• **GIVEN INSTRUCTION 1**
Answer these questions using the post about a first WILD attempt:
(a) For roughly how long did the intense sensation last before the poster woke up?
(b) What had someone suggested doing to move from this state into a lucid dream?
(c) What could the poster see during the experience?
• **GIVEN INSTRUCTION 2**
From the post about a first WILD attempt, write out the text between "I tried my first" and "but blackness though.", inclusive.

• **GIVEN PASSAGE**
========================

# Lucid Dreaming > Attaining Lucidity > Wake Initiated Lucid Dreams (WILD) >  >  WILD 1st attempt - ears popping is this normal?

## isthisit

Hi guys.

I tried my first WILD last night with great results! Although I didn't lucid dream, I did enter what I am guessing is SP - my body was suddenly overcome by an intense wave feeling, my head roared and my ears popped like I was underwater. I tried to remain calm but after about 30 seconds of this crazy sensation where I felt some strong tingling / vibrations and waves, I woke up. 

My questions are:

Is it ok that my ears popped? I don't want to do damage to my brain :S

Was this SP? It was REALLY intense and felt as if I'd suddenly crossed to a parallel universe. I couldn't see anything but blackness though.

How can I go from this state, into a lucid dream? Someone suggested rolling over, which I didn't remember to do. Last time this happened I 'pulled' myself away from my physical body into a lucid dream, but had bad vision and loud noise in my ears, as well as a lot of difficulty moving. 

Thanks in advance!

========================

Pointing records:
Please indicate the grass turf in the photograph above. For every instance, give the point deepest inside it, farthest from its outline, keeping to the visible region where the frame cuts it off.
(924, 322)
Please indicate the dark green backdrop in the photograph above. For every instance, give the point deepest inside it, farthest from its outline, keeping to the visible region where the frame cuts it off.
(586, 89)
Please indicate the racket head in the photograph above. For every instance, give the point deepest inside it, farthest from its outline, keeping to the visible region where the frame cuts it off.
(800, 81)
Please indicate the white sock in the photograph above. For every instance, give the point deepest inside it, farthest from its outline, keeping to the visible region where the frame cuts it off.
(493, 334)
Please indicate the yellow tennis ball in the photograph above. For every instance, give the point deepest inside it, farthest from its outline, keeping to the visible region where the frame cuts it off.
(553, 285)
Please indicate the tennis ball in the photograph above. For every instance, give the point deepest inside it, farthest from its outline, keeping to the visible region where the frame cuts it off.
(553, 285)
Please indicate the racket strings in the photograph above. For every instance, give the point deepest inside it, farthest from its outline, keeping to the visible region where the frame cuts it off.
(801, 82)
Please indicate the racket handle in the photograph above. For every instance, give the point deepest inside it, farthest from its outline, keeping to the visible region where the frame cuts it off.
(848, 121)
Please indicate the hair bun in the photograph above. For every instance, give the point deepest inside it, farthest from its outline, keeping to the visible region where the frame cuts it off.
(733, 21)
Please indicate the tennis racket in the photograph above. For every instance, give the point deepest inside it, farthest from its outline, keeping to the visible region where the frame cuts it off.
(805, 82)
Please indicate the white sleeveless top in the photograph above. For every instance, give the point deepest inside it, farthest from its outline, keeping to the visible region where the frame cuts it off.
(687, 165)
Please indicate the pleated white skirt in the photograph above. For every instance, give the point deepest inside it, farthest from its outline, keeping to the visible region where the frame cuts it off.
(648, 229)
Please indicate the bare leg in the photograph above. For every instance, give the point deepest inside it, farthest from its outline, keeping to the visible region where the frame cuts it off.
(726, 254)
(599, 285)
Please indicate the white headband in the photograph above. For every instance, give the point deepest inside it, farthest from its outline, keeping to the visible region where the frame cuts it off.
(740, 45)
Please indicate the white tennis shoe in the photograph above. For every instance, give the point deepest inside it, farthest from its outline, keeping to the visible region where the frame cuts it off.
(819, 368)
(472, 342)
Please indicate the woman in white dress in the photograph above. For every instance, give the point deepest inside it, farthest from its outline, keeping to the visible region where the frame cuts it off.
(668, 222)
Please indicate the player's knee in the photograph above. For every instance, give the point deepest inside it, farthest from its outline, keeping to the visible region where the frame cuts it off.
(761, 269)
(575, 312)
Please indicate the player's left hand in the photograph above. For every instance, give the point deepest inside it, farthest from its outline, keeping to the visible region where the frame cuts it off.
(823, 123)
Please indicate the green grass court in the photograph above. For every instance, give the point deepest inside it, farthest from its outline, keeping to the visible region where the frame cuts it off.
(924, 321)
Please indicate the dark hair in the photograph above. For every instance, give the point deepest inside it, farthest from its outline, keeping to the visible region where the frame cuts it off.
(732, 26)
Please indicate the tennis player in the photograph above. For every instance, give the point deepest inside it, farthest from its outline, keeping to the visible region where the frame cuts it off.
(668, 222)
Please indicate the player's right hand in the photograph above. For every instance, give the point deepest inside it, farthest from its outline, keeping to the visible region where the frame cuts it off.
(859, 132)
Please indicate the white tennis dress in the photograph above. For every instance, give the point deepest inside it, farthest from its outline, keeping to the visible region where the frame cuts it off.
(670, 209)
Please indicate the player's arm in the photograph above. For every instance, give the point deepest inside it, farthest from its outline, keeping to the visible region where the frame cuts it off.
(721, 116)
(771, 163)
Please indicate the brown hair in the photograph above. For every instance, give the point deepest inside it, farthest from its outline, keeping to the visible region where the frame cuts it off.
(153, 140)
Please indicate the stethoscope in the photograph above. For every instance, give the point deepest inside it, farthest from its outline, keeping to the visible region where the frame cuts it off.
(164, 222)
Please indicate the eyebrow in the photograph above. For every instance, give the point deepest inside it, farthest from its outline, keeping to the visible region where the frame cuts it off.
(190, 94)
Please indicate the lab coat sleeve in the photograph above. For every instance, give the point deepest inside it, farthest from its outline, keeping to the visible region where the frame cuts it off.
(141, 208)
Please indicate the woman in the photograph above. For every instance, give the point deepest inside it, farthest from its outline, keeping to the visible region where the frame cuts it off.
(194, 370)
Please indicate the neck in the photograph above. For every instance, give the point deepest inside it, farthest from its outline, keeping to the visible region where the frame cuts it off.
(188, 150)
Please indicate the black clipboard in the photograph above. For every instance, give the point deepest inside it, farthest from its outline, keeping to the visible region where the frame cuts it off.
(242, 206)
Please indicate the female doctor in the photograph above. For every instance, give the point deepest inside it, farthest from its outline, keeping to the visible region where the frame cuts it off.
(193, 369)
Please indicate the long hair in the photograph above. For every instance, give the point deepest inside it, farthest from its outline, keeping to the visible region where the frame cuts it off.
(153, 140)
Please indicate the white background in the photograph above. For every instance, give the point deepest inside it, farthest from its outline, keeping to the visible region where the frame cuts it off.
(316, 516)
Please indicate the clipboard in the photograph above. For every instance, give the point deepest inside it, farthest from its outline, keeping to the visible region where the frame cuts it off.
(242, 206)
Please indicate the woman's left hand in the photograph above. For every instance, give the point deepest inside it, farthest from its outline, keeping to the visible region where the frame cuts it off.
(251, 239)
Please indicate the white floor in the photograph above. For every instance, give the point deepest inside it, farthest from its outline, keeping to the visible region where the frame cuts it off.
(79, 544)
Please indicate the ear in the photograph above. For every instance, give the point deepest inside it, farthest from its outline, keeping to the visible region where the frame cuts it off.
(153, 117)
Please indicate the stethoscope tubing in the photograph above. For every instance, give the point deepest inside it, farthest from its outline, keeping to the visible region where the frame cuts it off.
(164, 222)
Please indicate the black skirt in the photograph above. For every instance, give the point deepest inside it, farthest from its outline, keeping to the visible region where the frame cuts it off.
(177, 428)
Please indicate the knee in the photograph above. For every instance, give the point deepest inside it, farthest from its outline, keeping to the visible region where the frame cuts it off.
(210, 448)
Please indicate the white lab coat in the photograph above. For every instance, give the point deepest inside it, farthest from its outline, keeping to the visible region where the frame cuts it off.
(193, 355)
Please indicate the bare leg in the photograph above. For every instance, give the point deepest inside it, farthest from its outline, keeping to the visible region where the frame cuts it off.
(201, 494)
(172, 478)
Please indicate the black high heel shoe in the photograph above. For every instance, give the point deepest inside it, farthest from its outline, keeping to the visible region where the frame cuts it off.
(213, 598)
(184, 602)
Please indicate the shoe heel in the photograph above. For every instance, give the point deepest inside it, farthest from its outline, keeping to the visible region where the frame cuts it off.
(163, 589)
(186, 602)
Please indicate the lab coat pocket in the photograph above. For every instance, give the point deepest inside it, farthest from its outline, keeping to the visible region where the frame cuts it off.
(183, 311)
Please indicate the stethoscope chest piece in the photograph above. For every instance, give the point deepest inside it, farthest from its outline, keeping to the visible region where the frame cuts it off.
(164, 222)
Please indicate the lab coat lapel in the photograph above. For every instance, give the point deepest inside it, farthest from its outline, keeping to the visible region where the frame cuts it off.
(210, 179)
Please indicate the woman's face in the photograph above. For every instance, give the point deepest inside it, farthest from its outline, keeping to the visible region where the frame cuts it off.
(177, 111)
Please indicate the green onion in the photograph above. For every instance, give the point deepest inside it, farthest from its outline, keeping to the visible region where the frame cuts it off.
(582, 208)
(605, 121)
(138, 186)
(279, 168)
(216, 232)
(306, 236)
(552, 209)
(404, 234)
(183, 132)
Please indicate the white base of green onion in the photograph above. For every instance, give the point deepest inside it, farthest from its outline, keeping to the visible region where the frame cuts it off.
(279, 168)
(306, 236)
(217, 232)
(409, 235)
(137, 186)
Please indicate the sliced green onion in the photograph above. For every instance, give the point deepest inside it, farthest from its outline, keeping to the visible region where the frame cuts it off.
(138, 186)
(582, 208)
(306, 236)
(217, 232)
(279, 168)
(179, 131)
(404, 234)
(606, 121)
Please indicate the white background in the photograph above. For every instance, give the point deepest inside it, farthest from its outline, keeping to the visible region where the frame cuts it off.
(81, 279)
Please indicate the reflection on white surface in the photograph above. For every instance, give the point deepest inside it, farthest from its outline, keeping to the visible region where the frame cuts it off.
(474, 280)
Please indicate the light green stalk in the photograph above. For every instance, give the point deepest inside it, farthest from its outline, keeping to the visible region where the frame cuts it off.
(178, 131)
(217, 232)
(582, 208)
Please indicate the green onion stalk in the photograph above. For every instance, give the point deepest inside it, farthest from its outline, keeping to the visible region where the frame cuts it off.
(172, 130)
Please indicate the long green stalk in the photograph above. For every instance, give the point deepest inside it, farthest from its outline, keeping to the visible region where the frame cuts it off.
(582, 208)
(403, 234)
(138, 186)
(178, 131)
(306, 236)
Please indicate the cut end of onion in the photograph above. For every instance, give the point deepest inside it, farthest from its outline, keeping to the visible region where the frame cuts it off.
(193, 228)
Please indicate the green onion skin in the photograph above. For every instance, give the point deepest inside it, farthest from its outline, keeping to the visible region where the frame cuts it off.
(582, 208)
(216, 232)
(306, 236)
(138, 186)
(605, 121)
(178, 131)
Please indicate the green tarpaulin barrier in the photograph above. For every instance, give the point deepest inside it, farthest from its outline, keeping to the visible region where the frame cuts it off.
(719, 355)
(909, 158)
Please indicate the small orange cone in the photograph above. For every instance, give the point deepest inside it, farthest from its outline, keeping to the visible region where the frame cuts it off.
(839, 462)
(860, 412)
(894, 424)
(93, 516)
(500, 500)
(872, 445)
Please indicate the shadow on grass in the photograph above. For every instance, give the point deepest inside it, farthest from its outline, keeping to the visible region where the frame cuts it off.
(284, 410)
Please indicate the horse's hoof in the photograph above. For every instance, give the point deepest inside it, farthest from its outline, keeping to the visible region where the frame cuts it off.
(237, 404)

========================

• **ANSWER 1**
(a) About 30 seconds.
(b) Rolling over.
(c) Nothing but blackness.

• **ANSWER 2**
I tried my first WILD last night with great results! Although I didn't lucid dream, I did enter what I am guessing is SP - my body was suddenly overcome by an intense wave feeling, my head roared and my ears popped like I was underwater. I tried to remain calm but after about 30 seconds of this crazy sensation where I felt some strong tingling / vibrations and waves, I woke up. 

My questions are:

Is it ok that my ears popped? I don't want to do damage to my brain :S

Was this SP? It was REALLY intense and felt as if I'd suddenly crossed to a parallel universe. I couldn't see anything but blackness though.